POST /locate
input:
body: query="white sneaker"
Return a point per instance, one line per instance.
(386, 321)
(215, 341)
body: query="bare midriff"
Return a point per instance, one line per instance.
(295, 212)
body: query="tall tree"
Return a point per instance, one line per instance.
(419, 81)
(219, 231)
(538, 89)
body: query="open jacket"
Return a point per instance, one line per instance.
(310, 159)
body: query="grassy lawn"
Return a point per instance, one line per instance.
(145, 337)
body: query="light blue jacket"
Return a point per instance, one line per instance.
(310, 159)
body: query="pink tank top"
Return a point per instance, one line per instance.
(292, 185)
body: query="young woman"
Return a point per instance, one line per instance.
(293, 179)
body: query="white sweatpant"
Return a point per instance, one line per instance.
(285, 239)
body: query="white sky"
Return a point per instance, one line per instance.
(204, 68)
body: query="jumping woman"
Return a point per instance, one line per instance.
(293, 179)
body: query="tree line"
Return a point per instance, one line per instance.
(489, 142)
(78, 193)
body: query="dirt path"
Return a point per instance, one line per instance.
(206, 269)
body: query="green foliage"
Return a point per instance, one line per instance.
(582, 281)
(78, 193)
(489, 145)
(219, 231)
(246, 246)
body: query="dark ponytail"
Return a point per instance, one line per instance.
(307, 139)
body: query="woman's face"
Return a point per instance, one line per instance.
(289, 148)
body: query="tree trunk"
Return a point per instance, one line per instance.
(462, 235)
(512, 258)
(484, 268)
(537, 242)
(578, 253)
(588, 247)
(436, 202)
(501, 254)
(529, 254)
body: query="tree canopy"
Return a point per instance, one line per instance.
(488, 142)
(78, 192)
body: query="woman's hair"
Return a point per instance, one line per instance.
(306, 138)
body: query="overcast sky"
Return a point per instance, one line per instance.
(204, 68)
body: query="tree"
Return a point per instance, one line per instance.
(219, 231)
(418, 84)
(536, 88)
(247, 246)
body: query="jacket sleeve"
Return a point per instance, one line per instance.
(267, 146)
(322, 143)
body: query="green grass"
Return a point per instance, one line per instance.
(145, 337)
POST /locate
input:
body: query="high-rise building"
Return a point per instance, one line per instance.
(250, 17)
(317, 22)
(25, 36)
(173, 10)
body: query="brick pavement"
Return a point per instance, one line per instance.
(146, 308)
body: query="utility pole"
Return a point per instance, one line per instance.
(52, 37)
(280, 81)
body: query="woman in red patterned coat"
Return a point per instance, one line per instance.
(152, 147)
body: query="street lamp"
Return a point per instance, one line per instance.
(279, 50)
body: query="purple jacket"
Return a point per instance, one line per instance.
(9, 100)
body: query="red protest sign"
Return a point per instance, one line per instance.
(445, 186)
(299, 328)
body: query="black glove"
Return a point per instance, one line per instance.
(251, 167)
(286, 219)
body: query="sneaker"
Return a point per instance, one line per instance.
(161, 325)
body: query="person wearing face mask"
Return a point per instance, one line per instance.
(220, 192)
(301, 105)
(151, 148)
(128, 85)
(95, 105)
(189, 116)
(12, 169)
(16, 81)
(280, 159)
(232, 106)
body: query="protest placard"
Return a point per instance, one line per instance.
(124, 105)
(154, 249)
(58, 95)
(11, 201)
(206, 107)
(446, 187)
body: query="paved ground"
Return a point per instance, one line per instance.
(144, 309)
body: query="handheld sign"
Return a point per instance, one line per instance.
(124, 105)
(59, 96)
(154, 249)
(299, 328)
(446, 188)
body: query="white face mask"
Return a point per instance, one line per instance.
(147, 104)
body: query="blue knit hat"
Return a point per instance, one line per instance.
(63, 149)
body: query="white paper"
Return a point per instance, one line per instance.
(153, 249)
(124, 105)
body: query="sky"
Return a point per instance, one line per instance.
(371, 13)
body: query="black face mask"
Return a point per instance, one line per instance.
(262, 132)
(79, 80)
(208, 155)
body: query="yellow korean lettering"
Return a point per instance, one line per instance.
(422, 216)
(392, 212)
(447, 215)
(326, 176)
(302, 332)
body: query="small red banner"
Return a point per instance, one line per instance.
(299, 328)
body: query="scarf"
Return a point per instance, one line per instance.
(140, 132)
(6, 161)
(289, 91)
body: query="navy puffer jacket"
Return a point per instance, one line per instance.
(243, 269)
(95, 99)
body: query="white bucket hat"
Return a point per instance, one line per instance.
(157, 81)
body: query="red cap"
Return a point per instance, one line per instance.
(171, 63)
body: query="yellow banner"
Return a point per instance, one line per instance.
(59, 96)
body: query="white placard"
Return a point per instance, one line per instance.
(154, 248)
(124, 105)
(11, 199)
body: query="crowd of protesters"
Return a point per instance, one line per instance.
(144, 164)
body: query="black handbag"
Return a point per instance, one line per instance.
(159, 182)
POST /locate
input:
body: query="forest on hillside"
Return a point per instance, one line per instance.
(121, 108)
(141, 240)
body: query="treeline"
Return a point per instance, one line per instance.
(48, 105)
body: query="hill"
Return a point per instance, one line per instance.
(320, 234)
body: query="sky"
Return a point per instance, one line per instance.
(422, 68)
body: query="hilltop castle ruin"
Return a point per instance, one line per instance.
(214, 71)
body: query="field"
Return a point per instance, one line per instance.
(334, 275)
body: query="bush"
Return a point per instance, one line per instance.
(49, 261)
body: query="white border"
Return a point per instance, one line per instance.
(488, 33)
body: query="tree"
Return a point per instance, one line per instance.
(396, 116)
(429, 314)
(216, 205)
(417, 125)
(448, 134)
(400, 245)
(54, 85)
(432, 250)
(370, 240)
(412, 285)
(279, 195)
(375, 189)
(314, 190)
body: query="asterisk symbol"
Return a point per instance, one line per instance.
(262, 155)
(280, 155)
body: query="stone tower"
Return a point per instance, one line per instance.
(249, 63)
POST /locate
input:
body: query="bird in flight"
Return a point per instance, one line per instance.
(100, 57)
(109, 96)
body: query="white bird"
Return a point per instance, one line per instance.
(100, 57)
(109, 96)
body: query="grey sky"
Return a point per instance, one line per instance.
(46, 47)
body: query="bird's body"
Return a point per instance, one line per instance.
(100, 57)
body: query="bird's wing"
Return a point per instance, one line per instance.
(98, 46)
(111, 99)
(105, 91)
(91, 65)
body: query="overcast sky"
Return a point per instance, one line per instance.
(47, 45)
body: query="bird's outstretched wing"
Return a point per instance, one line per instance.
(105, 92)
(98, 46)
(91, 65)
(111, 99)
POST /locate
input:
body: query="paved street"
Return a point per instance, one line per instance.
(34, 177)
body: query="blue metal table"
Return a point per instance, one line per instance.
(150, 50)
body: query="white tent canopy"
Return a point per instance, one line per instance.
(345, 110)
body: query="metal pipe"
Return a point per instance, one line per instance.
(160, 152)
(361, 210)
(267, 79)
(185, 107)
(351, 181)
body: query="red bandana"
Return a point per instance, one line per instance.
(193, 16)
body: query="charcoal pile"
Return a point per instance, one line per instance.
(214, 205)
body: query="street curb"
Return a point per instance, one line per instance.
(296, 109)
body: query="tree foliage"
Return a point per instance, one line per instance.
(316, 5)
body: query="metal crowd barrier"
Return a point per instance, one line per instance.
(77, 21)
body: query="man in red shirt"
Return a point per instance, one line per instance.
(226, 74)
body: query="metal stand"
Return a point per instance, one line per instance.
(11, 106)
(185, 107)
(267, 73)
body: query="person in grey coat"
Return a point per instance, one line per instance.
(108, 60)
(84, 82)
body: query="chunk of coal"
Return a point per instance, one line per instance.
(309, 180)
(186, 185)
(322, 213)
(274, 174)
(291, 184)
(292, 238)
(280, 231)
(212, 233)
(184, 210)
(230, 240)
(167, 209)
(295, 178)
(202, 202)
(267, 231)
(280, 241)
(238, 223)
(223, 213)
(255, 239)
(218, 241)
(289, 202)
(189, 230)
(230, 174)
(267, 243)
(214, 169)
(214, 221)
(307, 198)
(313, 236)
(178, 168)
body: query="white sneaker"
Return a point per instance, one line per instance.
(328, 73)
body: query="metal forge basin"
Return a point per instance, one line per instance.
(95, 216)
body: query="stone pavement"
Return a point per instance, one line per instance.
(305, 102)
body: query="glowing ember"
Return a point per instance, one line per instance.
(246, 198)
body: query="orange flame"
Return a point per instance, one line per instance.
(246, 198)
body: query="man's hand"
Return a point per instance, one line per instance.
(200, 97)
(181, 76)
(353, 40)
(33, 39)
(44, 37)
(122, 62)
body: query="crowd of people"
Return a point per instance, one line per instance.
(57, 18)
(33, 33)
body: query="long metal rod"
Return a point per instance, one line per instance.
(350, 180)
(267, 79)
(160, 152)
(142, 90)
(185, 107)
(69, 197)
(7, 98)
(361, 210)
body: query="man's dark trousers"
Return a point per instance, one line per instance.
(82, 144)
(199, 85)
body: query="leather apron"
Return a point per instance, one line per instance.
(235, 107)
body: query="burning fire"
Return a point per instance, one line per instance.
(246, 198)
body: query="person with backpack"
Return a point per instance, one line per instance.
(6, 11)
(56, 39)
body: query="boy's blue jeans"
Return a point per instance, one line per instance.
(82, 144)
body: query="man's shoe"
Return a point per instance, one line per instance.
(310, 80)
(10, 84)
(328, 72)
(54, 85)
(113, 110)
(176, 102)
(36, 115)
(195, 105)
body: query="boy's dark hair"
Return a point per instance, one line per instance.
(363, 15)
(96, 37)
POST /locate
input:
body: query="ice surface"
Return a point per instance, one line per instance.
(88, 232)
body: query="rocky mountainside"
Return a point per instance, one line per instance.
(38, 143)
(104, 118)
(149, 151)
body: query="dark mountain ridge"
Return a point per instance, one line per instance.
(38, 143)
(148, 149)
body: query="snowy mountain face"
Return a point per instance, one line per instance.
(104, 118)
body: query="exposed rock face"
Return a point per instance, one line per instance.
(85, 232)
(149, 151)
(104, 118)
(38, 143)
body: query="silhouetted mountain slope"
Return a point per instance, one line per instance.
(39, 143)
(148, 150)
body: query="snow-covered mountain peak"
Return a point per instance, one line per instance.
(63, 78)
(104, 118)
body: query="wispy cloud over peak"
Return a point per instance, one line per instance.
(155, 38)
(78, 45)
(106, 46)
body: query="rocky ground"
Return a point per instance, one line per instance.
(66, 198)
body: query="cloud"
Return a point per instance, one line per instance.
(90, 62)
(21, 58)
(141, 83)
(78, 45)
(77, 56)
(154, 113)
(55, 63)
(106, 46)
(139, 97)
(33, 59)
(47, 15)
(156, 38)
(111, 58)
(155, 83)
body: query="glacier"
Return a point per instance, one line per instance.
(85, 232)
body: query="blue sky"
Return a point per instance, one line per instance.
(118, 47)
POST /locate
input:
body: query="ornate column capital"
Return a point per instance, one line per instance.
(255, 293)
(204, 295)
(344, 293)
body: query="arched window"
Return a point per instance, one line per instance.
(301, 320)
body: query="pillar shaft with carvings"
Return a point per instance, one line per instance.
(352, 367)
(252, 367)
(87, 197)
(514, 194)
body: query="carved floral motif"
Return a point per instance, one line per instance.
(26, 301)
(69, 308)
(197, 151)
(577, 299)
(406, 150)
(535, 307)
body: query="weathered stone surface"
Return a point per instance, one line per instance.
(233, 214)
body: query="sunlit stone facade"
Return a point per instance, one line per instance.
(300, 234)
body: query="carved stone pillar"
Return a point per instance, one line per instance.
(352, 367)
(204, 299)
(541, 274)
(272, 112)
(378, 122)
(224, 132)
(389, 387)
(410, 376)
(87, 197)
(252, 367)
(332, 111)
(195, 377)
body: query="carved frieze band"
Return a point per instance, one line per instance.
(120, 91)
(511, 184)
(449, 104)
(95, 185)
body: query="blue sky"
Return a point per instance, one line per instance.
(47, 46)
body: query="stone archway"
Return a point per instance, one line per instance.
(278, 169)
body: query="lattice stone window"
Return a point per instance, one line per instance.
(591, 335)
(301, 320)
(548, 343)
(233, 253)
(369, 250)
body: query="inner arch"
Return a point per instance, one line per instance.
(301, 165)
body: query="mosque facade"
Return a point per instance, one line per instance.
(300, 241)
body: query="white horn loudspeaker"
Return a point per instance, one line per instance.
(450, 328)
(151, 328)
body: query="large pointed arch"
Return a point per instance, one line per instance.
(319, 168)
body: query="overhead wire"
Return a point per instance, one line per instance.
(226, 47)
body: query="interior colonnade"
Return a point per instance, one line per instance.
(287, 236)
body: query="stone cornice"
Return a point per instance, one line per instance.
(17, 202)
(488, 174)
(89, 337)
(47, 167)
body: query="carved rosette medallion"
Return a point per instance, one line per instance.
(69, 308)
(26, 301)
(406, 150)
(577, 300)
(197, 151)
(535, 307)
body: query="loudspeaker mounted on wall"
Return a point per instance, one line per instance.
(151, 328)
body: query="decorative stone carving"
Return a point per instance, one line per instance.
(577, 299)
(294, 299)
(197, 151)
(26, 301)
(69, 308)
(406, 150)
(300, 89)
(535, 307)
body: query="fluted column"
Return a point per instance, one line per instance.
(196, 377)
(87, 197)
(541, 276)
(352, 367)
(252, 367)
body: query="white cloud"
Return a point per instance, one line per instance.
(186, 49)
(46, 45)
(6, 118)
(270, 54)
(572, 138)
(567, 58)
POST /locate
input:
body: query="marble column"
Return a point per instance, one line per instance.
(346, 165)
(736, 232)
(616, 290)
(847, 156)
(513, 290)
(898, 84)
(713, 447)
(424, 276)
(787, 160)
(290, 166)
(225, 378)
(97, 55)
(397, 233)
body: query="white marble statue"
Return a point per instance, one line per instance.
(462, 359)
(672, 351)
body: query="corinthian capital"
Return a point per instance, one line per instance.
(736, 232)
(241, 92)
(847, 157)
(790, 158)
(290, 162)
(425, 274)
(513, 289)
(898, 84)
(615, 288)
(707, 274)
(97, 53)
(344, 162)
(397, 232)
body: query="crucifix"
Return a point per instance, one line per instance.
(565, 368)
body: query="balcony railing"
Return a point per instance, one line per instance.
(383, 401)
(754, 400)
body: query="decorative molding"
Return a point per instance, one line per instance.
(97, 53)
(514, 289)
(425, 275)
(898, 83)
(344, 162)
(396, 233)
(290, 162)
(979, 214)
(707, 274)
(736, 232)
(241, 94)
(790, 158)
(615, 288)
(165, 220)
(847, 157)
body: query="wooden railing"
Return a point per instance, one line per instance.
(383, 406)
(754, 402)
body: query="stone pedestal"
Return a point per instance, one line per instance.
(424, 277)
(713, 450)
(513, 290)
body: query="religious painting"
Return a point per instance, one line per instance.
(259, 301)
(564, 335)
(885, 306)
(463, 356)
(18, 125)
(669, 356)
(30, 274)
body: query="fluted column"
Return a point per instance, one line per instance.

──────

* What to work on:
Copy every line from the records above that contains the word "cloud". Case counts.

* Answer:
body: query="wispy cloud over peak"
body: query="cloud"
body: query="white cloud"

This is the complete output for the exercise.